-- start Information given --

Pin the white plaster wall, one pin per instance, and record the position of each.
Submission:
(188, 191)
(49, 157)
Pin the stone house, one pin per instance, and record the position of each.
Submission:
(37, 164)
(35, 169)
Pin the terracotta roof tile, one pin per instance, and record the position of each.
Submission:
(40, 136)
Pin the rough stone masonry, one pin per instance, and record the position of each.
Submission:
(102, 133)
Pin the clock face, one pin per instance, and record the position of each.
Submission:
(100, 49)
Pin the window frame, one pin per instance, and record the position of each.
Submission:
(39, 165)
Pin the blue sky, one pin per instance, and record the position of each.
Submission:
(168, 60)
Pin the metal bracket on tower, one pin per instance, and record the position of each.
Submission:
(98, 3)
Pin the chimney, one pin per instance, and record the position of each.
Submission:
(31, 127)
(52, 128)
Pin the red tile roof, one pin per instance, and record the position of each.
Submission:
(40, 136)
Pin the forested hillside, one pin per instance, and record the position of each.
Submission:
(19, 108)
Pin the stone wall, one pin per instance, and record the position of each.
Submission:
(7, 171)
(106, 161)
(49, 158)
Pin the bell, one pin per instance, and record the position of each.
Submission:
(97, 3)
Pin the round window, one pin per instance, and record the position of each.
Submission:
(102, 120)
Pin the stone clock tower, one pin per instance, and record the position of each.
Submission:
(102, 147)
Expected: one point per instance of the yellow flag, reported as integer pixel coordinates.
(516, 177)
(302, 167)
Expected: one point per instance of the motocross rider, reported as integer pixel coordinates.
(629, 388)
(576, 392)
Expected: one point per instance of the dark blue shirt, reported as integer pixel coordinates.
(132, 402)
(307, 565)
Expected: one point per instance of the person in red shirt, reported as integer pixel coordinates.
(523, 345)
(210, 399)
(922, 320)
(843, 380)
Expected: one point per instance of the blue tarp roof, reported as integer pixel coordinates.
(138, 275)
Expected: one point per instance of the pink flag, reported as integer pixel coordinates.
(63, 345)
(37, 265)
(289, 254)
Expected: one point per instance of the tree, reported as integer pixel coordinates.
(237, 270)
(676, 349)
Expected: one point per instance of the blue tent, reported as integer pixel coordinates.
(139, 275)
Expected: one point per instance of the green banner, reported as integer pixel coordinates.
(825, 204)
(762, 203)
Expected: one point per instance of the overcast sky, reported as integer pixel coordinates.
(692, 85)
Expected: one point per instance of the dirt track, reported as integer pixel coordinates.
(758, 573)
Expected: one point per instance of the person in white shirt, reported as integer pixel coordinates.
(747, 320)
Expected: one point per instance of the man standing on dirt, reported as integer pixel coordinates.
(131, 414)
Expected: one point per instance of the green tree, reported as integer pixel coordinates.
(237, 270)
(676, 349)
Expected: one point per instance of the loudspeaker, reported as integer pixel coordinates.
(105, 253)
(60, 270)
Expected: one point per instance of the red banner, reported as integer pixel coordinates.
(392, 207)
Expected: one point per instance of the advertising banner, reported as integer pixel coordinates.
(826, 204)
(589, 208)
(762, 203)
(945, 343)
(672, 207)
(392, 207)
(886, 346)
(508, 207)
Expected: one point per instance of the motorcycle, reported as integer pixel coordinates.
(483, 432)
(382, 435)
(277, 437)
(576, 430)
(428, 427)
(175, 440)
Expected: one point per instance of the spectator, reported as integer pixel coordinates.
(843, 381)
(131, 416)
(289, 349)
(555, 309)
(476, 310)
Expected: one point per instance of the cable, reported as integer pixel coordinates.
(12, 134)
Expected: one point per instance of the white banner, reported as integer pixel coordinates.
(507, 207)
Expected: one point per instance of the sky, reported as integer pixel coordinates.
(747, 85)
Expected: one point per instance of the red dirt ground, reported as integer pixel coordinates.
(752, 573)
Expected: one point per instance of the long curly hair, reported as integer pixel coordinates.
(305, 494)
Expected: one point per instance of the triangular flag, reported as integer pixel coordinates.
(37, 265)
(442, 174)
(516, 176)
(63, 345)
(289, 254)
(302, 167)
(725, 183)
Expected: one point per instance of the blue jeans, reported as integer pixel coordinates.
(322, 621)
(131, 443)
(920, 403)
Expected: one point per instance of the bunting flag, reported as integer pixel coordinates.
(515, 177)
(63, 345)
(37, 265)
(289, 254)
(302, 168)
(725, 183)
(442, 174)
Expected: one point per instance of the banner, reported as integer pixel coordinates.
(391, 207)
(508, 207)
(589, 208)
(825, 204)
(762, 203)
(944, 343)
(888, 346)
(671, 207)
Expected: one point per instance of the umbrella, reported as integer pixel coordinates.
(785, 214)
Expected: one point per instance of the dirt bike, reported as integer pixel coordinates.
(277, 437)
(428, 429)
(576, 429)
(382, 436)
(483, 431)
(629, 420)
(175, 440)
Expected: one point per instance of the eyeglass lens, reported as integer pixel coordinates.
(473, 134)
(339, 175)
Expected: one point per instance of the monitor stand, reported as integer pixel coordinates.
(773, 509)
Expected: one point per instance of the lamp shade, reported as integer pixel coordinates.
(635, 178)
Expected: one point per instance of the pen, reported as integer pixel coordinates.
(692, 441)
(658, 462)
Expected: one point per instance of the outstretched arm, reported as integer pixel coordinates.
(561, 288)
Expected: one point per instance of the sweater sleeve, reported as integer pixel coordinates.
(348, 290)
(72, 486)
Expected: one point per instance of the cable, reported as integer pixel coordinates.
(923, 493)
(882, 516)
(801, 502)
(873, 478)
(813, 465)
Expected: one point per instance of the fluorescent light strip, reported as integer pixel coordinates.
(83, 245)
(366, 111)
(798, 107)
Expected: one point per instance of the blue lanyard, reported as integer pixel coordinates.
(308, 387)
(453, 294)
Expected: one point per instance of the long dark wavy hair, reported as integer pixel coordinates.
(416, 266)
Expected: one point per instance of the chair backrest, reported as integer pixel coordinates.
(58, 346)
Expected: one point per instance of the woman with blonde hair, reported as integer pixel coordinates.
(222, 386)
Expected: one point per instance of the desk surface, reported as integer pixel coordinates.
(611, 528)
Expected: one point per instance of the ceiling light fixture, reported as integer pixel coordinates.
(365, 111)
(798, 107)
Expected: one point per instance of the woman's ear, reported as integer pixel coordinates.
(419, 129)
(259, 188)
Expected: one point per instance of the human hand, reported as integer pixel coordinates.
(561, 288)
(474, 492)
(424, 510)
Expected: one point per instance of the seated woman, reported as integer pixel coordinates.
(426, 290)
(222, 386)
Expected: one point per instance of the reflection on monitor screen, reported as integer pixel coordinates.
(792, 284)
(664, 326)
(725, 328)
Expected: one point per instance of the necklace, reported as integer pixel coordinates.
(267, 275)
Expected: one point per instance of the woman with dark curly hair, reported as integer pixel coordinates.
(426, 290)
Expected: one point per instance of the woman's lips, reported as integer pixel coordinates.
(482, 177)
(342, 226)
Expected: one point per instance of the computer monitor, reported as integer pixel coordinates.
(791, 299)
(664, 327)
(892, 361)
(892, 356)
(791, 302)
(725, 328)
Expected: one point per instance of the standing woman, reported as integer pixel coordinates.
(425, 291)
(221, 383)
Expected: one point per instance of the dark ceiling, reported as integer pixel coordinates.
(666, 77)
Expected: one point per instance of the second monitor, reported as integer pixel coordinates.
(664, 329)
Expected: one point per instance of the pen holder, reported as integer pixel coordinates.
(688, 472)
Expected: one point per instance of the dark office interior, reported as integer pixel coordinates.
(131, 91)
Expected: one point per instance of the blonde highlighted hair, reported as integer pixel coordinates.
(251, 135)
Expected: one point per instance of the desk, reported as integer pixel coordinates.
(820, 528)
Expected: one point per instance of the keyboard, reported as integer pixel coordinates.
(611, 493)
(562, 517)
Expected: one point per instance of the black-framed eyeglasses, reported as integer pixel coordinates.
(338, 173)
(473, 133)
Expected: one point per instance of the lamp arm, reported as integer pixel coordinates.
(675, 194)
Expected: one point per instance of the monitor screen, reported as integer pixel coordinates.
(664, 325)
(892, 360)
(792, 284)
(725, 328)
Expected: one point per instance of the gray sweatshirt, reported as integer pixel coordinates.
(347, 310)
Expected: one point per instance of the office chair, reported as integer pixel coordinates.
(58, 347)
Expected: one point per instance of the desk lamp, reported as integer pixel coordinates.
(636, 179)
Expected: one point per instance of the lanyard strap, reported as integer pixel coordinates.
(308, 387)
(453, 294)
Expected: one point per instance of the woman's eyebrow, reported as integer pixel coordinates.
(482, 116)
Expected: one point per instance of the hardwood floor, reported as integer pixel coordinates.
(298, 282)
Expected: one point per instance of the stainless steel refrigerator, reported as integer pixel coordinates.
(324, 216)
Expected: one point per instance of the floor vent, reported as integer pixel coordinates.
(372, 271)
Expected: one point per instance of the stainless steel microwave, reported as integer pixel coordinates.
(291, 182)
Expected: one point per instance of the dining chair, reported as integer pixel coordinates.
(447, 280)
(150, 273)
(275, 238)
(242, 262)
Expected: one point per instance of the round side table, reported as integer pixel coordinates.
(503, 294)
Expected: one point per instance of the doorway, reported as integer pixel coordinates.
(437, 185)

-- end Information given --

Description of the task: Send back exactly the lines from the line with "Expected: one point per instance of the blonde" through the end of the records.

Answer to the problem:
Expected: one point per instance of the blonde highlighted hair, reported as integer pixel coordinates.
(251, 135)
Expected: one point per instance of the desk, reported as integer pixel coordinates.
(820, 528)
Expected: one point per instance of the keyboard, reported as integer pixel coordinates.
(611, 493)
(562, 517)
Expected: one point per instance of the black-framed eyeglasses, reported as integer pixel coordinates.
(338, 173)
(473, 133)
Expected: one point per instance of the lamp arm, reported as integer pixel coordinates.
(675, 194)
Expected: one point per instance of the monitor screen, reported as integer pixel coordinates.
(664, 325)
(892, 360)
(792, 284)
(725, 328)
Expected: one point per instance of the gray sweatshirt, reported as integer pixel coordinates.
(347, 310)
Expected: one point per instance of the office chair, reported as integer pixel coordinates.
(58, 347)
Expected: one point per instance of the desk lamp, reported as integer pixel coordinates.
(636, 179)
Expected: one point per instance of the lanyard strap, reported as integer pixel coordinates.
(308, 387)
(453, 294)
Expected: one point per instance of the woman's eyebrow, reported as integer pixel coordinates.
(482, 116)
Expected: one point per instance of the hardwood floor, reported as integer pixel coordinates.
(298, 282)
Expected: one point per instance of the stainless steel refrigerator, reported as integer pixel coordinates.
(324, 216)
Expected: one point per instance of the floor vent, reported as integer pixel coordinates.
(372, 271)
Expected: one point per instance of the stainless steel microwave, reported as integer pixel coordinates.
(291, 182)
Expected: one point per instance of the dining chair, reported as integer pixel coordinates.
(447, 280)
(150, 273)
(275, 238)
(242, 262)
Expected: one point per instance of the round side table, reported as integer pixel coordinates.
(503, 294)
Expected: one point per instance of the doorway, reported as integer pixel coordinates.
(437, 185)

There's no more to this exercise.